### PROMPT
Gather from the material every line that contains the string "sheep".

### TASK INPUT
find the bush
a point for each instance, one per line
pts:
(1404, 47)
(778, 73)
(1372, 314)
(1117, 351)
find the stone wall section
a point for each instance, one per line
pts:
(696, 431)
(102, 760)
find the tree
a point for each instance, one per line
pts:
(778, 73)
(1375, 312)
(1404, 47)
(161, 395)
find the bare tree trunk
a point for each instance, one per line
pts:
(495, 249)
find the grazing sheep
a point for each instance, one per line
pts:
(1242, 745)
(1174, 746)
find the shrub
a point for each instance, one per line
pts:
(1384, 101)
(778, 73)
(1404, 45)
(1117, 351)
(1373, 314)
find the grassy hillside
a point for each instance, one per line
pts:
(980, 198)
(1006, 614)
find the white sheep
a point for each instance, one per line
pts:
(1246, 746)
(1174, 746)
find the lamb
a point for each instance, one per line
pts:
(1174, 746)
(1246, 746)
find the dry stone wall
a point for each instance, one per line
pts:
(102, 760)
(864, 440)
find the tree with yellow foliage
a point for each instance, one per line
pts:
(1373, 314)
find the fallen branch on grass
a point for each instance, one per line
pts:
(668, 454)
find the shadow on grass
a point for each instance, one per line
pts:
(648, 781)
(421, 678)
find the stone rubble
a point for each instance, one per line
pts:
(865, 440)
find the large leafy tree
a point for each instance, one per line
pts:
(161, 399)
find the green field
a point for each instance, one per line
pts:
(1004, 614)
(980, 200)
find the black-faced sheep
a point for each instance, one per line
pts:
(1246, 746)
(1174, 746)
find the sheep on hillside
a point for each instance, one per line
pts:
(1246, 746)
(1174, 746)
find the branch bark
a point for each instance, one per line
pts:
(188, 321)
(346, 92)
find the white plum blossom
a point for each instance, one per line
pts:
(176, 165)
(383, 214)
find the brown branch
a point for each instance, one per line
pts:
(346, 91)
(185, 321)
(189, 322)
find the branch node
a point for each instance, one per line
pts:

### SOLUTION TO THE EXERCISE
find the grazing sheep
find the white sheep
find the black-faced sheep
find the sheep on hillside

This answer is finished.